__Exercise instructions__
Which lines below contain the word "parked"? Copy each of them.

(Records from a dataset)
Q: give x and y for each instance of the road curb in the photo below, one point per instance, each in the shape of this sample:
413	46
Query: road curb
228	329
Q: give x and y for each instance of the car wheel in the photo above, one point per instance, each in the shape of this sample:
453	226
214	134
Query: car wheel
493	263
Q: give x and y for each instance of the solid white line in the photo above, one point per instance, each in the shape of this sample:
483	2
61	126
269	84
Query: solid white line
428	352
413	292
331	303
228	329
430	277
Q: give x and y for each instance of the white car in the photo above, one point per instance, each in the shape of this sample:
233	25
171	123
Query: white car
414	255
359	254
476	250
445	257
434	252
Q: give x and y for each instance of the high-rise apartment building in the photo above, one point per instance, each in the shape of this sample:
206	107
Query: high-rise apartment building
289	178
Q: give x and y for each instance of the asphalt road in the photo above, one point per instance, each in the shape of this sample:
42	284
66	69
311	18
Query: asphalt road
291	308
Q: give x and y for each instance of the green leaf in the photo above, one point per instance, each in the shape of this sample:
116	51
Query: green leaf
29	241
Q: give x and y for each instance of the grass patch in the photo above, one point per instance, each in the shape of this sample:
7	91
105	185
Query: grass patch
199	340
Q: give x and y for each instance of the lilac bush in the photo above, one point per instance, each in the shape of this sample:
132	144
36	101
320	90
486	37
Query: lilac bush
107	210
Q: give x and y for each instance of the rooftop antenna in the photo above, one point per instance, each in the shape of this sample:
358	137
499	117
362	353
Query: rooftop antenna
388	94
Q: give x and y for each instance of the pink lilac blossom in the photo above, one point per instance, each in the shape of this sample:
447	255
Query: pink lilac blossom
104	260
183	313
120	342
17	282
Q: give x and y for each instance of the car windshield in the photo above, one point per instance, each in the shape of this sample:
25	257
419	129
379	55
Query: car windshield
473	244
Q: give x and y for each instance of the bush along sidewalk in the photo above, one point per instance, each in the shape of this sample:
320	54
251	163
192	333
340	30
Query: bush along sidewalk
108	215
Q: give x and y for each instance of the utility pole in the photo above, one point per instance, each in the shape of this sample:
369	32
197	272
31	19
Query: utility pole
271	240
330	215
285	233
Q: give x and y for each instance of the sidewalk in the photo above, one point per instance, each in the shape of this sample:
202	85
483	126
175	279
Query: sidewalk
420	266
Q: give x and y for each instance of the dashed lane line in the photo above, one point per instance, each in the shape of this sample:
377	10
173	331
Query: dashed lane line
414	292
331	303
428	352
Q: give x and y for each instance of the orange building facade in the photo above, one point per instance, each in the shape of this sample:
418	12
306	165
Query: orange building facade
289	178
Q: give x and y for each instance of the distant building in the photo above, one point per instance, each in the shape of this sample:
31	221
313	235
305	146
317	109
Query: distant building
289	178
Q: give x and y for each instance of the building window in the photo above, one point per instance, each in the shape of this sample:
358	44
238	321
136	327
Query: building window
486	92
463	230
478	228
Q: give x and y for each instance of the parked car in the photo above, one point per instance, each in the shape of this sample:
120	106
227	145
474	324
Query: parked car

__Output of the task__
Q: give x and y for each instance of the parked car in the photo above, one point per instance, each in the shape of this sample:
Query: parked car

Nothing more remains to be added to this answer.